*WRITTEN TASKS*:
**A)** Please answer these questions from the thermostat housing thread, one line each:
(i) How many techs work in the shop that CHRYSLER TECH mentions?
(ii) About how many of these jobs does that shop see in a month?
(iii) What car and mileage does takaseem report?
**B)** Continue the thermostat housing thread from its last sentence.

*GIVEN PASSAGE*:
------------------------------

RE: 2.7 engine thermostat housing leak 01 Sebring
 
Do you replace them every day?

CHRYSLER TECH 04-06-2007 03:53 PM

RE: 2.7 engine thermostat housing leak 01 Sebring
 
not everyday no I would say in my shop of 18 techs about 5 a month

takaseem 02-02-2008 11:57 AM

RE: 2.7 engine thermostat housing leak 01 Sebring
 
Sorry this is a bit late for this forum, but I just foundit through my searchand it describes exactly my issue (Sebring convertible 2002 Limited, 97K).

------------------------------

*LISTED ENTRIES*:
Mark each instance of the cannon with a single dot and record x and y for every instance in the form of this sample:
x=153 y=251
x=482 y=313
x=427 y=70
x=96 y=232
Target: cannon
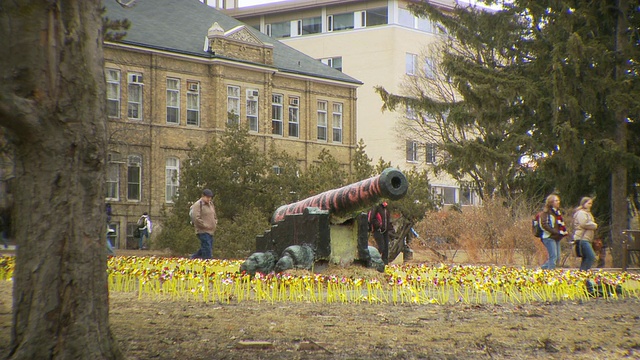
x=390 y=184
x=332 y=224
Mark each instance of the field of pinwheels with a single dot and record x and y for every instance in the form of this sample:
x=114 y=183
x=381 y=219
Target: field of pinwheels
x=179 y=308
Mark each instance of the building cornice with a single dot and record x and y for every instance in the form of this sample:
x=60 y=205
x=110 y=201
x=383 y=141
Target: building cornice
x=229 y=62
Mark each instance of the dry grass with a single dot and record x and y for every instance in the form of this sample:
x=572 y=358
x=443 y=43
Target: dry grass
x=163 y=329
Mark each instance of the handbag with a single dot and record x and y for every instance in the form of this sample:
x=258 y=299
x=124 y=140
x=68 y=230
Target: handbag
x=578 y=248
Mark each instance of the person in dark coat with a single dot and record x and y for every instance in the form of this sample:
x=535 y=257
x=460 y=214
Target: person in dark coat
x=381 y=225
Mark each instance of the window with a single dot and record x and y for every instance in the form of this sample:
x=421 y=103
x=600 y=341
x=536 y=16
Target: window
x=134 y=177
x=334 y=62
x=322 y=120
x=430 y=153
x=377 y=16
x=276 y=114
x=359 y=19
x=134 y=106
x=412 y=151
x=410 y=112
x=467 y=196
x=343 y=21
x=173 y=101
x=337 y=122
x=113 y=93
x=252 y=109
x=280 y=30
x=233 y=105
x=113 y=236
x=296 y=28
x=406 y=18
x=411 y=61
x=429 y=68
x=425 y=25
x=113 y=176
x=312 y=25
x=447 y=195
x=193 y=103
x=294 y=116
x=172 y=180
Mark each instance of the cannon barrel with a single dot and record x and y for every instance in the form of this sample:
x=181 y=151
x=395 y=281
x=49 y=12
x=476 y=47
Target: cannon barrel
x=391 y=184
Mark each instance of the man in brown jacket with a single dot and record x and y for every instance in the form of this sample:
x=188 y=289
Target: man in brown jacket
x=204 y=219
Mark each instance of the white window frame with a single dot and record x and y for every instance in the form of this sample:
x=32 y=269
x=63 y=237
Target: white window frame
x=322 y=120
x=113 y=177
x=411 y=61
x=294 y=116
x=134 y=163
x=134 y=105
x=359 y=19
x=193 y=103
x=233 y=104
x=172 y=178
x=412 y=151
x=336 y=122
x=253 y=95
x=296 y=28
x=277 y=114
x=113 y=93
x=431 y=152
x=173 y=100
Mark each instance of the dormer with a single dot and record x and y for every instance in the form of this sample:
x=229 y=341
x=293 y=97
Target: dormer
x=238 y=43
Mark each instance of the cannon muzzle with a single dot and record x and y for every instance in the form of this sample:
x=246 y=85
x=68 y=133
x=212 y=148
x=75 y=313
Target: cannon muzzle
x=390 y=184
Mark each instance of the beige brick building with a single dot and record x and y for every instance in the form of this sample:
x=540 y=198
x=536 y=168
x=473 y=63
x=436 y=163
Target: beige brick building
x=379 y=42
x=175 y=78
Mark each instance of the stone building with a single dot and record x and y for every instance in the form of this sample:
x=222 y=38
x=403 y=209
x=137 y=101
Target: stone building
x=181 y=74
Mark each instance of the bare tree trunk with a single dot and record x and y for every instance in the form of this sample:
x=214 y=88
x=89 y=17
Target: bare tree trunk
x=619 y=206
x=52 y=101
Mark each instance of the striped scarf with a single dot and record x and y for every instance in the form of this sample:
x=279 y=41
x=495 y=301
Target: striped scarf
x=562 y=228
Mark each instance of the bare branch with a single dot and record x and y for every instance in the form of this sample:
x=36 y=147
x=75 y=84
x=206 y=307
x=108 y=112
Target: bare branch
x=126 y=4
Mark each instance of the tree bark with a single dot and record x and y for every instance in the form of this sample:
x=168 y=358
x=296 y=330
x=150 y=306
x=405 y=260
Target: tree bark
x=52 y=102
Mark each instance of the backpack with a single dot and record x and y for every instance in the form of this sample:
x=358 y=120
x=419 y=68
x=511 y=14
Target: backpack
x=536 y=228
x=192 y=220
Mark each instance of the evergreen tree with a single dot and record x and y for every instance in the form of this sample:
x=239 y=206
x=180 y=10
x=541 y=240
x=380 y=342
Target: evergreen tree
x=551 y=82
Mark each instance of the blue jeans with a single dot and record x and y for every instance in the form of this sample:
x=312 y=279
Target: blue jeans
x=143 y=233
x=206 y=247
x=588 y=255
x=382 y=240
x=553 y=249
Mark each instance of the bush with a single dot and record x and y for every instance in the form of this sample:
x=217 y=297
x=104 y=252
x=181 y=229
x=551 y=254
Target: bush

------------------------------

*OUTPUTS*:
**A)**
(i) 18 techs
(ii) About 5 a month
(iii) A 2002 Sebring convertible Limited with 97K

**B)**
I noticed the low coolant about 1 month ago. It's on/off. Actually I could not find any leak evidence (spots on driveway when car is running) except that coolant goes low and I sometimes smelled it while driving (no, it is not coming in the heater core).I once evengot the P0125 check engine code (coolant temp is always low), which was fixed by filling the coolant again. Also my heaterset on high would send out cold air when idle.However,a couple of days ago I noticed the leak from the seam that car5car described above in the coolant sensor housing (top of engine on the coolant reservoir side with 3 coolant pipes attached to it). I had just parked the car after a drive and left it running. But after a while of it being parked, running idle,the seam dried up as you see in the picture below. Notice in the photosthe white residue left on the outside plastic running down, and the discoloration around the seam on top.

Chryslter Tech, is this what you described as the "Water Jacket" or "Water Outlet Housing"? I can see 4 bolts which tie this part down, but onlyone of thoseseems like it would be a bit hard to get to (the manifold is a bit in the way).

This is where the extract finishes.